##### Data extract

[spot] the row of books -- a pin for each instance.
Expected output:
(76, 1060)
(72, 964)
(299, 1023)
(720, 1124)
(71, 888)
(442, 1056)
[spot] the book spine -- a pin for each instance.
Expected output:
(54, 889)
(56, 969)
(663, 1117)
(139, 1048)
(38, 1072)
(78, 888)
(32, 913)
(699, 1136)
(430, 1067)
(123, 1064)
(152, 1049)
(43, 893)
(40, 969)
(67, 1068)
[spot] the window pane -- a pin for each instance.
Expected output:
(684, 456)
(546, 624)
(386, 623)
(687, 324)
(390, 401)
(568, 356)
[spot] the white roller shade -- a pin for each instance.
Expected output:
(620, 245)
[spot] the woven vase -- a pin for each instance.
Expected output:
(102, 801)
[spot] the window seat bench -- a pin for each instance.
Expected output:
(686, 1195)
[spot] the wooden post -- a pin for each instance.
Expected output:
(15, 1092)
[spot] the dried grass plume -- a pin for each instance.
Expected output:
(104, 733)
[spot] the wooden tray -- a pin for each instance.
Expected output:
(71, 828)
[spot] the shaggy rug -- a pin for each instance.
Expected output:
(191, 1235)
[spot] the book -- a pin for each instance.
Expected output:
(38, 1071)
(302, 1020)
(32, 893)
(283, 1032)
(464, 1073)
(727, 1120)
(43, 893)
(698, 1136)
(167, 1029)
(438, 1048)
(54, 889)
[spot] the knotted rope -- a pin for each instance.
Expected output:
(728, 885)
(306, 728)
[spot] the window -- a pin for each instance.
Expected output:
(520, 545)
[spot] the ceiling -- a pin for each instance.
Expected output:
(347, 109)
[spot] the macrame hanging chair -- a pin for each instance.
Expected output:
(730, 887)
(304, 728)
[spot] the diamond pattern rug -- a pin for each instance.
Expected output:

##########

• [What this task involves] Your task is to repeat the data exactly; please include every line.

• [Correct response]
[spot] the row of books -- a pin for each instance.
Expected output:
(76, 1060)
(72, 964)
(299, 1023)
(720, 1124)
(71, 888)
(442, 1056)
[spot] the book spine -- a pin for each instance.
Expected output:
(54, 889)
(56, 969)
(663, 1117)
(139, 1048)
(38, 1072)
(78, 888)
(32, 913)
(699, 1136)
(430, 1067)
(123, 1064)
(152, 1049)
(43, 893)
(40, 969)
(67, 1068)
[spot] the window pane -- a pin for each instance.
Expected output:
(684, 456)
(546, 624)
(386, 623)
(687, 324)
(390, 401)
(568, 356)
[spot] the white roller shade -- a pin for each instance.
Expected output:
(620, 245)
[spot] the woven vase -- a pin for each instance.
Expected output:
(102, 801)
[spot] the window seat bench -- a pin for each instance.
Expected output:
(686, 1195)
[spot] the wooden post -- a pin for each instance.
Expected output:
(15, 1092)
[spot] the dried grass plume -- a pin for each instance.
Expected output:
(104, 733)
[spot] the wooden tray -- a pin for each instance.
Expected output:
(71, 828)
[spot] the shaggy rug -- a pin for each instance.
Expected output:
(191, 1235)
[spot] the book -- a pin for each instance.
Expected output:
(38, 1071)
(302, 1020)
(32, 893)
(283, 1032)
(464, 1073)
(727, 1120)
(43, 893)
(698, 1136)
(167, 1029)
(438, 1048)
(54, 889)
[spot] the knotted rope -- a pin for each instance.
Expected output:
(728, 885)
(306, 728)
[spot] the window -- a pin for each instance.
Expected output:
(520, 545)
[spot] the ceiling -- a pin for each instance.
Expected output:
(347, 109)
[spot] the macrame hanging chair -- a pin for each instance.
Expected output:
(730, 887)
(304, 728)
[spot] the diamond pattern rug -- a pin for each instance.
Expected output:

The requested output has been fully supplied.